The exercise – Only the lines from the one containing "Where can the leather" to the end of the entries should be written out, each exactly as it stands, both ends included.

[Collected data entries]
--------------------------------------------------

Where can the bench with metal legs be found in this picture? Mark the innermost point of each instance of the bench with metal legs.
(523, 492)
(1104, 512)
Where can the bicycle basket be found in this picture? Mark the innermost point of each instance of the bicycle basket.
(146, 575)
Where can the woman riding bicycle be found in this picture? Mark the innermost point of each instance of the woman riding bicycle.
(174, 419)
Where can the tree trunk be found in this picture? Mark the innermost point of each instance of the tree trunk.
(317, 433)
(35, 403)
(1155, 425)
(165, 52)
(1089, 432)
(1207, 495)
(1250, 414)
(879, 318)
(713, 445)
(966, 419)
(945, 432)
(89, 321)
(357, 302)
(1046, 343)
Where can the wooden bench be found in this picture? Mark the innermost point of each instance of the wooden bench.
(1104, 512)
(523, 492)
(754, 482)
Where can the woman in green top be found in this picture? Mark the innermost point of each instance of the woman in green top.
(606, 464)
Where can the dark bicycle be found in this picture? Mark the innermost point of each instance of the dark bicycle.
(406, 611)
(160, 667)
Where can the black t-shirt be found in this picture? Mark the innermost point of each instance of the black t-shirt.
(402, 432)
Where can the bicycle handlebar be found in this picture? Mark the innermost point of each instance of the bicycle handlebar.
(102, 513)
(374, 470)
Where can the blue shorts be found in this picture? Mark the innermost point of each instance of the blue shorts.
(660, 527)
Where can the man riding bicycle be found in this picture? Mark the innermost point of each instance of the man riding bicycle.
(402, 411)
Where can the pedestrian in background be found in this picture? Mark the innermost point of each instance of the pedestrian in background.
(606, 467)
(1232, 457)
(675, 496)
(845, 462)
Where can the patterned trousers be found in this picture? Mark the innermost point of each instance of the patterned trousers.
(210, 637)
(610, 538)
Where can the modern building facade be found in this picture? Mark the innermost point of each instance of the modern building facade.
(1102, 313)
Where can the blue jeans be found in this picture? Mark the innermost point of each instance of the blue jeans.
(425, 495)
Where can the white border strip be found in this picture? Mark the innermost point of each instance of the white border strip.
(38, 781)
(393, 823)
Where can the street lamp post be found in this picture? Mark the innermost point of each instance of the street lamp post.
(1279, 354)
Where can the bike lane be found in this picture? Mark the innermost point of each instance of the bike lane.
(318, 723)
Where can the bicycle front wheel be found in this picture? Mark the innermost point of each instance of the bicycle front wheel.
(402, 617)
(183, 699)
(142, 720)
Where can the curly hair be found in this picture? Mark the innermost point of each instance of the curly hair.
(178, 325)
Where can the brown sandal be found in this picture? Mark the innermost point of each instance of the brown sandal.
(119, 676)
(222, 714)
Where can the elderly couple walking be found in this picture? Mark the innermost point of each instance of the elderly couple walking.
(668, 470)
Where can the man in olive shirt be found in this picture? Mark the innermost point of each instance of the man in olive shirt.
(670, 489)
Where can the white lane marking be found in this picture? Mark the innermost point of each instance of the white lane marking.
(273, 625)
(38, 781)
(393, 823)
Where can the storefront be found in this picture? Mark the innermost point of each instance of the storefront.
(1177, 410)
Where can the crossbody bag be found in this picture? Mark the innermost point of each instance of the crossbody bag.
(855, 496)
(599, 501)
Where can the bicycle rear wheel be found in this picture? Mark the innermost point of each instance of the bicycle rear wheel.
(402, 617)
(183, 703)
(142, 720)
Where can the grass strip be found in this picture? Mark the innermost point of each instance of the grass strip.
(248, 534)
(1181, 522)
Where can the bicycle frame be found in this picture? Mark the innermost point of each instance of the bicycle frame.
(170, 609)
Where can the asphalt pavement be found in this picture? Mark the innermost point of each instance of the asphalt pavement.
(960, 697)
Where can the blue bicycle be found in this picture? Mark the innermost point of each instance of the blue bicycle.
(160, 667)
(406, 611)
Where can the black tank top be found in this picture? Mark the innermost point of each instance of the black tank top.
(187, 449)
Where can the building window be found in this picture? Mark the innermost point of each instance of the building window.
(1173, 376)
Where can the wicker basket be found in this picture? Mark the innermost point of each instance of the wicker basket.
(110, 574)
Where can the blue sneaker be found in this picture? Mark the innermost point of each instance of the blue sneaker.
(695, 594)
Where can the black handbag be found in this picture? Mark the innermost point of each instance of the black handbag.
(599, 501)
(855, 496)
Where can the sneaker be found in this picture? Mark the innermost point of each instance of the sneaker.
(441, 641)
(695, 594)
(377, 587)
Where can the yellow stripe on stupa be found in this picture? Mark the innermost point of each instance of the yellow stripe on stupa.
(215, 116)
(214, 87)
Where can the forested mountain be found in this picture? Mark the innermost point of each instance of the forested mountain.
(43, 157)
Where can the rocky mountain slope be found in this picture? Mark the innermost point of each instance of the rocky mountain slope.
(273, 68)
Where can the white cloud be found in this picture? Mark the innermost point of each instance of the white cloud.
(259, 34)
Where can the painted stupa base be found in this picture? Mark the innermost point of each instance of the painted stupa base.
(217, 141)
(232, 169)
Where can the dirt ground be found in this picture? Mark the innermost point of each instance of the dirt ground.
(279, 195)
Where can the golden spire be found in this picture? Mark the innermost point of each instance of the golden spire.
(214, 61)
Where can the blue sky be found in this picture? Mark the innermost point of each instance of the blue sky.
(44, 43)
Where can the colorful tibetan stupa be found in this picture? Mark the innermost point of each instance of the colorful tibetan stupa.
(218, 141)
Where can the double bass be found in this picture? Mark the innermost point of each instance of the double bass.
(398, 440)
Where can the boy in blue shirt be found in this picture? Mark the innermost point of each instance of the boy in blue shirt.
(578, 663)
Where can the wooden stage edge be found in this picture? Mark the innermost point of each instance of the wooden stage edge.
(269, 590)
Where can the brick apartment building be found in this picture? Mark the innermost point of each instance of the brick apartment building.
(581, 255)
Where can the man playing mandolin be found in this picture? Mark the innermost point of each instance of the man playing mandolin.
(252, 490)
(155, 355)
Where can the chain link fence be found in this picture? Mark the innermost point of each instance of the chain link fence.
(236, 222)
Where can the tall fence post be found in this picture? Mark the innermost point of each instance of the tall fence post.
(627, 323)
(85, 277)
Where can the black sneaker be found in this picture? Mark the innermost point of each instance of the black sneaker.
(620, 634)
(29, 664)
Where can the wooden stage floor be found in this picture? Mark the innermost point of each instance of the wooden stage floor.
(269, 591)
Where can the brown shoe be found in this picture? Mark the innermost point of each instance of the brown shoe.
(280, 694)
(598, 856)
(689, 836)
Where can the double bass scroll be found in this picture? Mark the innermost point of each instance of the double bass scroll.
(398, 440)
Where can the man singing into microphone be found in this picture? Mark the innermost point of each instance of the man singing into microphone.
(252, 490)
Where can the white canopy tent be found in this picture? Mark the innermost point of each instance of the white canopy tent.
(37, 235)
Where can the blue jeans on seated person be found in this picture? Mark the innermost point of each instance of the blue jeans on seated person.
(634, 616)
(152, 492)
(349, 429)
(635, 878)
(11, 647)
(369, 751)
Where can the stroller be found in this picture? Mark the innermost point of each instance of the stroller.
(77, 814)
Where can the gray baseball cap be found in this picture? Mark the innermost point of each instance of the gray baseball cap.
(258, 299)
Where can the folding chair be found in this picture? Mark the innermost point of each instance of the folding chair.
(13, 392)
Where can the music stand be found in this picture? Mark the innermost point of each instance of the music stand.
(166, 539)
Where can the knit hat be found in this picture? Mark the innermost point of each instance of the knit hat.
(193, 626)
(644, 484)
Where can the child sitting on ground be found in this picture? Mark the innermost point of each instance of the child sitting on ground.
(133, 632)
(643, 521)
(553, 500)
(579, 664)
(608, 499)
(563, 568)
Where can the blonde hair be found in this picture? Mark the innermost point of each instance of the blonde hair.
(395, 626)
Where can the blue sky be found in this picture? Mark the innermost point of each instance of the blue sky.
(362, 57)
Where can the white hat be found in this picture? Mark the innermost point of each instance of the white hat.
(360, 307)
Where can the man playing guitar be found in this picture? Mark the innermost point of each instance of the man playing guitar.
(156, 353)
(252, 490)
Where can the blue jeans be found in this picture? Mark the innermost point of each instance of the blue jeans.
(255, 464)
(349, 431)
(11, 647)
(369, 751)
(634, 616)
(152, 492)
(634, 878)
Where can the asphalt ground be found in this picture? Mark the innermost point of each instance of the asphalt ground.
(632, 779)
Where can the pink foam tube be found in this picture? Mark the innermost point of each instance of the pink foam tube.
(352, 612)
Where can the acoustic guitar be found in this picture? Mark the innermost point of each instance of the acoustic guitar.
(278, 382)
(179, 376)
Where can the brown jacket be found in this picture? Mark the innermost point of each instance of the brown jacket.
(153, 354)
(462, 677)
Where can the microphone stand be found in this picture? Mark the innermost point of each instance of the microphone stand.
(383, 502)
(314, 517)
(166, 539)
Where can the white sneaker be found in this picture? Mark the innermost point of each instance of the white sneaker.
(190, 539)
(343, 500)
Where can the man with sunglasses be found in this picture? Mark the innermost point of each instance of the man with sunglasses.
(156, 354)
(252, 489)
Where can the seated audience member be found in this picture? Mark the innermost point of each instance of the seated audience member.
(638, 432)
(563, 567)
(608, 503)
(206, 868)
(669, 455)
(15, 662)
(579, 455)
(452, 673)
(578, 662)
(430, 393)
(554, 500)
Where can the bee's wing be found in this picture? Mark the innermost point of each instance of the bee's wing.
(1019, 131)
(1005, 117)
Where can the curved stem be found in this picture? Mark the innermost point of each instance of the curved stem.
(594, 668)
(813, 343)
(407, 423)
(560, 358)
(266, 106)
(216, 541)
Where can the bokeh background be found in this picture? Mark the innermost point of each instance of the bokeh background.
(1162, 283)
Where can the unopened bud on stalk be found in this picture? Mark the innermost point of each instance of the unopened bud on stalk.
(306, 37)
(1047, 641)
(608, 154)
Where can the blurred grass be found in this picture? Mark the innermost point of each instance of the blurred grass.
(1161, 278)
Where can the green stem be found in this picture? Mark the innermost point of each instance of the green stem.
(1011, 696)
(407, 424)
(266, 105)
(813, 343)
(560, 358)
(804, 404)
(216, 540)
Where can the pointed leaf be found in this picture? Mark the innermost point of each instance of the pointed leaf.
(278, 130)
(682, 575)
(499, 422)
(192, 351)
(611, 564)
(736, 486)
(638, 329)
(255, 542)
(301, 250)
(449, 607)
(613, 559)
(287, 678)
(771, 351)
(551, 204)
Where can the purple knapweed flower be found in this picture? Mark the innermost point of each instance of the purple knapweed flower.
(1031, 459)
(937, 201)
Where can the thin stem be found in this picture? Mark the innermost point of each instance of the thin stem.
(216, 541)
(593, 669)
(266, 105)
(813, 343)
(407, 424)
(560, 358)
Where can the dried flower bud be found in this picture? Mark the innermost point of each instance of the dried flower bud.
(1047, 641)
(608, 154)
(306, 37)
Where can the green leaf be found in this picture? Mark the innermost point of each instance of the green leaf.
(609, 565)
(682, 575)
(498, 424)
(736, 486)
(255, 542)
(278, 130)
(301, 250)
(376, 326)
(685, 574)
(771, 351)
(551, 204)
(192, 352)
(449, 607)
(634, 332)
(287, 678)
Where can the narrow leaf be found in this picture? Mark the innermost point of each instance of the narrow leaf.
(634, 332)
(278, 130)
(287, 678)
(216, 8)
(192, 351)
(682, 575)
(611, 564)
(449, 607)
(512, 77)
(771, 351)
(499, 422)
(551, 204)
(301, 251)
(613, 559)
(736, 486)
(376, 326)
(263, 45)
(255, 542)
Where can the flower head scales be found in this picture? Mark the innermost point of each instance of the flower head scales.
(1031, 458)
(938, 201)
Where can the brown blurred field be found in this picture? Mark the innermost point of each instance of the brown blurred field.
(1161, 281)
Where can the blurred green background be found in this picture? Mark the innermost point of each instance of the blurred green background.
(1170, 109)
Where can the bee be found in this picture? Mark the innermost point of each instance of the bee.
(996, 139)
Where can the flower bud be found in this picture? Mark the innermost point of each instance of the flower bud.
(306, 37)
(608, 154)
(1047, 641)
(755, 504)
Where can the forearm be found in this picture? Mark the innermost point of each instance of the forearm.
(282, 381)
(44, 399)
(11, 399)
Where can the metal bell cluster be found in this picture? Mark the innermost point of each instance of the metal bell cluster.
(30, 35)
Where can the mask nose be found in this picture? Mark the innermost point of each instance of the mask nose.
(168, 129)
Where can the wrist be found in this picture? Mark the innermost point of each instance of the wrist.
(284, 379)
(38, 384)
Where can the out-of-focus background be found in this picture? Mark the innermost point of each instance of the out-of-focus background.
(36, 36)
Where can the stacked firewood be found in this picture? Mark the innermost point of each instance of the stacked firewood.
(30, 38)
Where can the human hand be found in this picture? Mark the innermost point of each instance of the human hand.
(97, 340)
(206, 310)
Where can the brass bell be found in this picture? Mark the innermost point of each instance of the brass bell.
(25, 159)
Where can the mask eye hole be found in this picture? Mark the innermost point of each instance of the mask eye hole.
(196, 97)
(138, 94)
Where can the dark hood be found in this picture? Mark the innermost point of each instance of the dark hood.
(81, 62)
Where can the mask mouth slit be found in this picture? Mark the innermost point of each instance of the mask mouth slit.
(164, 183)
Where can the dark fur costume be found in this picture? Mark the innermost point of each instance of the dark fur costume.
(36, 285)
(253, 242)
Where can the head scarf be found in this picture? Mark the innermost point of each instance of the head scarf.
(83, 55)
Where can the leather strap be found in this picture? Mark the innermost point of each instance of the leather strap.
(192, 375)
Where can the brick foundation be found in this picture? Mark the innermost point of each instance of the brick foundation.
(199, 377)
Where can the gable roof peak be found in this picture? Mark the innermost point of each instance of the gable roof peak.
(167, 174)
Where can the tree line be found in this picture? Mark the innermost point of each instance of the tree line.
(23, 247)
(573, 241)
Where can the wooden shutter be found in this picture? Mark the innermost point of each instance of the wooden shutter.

--------------------------------------------------

Answer to the problem –
Where can the leather strap be found in this picture? Mark the innermost point of each instance of the leather strap.
(192, 375)
Where can the brick foundation be found in this picture? Mark the innermost point of each instance of the brick foundation.
(199, 377)
Where can the gable roof peak be found in this picture? Mark the innermost point of each instance of the gable roof peak.
(167, 174)
Where can the tree line be found in this picture? Mark the innermost point of each instance of the tree line.
(23, 247)
(573, 241)
Where can the wooden shutter be found in this picture? Mark the innermost point of each instance of the wooden shutter.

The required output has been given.